** Begin RECORDS **

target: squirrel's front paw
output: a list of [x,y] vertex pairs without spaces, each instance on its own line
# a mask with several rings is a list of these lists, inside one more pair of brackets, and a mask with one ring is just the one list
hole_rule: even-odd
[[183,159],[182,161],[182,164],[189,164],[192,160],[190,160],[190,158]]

** End RECORDS **

▸ **WHAT IS ASKED**
Convert the material above into a JSON array of strings with one string per line, omitting blank lines.

▸ **FINAL RESULT**
[
  "target: squirrel's front paw",
  "output: a list of [x,y] vertex pairs without spaces, each instance on its own line",
  "# a mask with several rings is a list of these lists, inside one more pair of brackets, and a mask with one ring is just the one list",
  "hole_rule: even-odd",
  "[[183,159],[182,161],[182,164],[189,164],[192,160],[190,160],[190,158]]"
]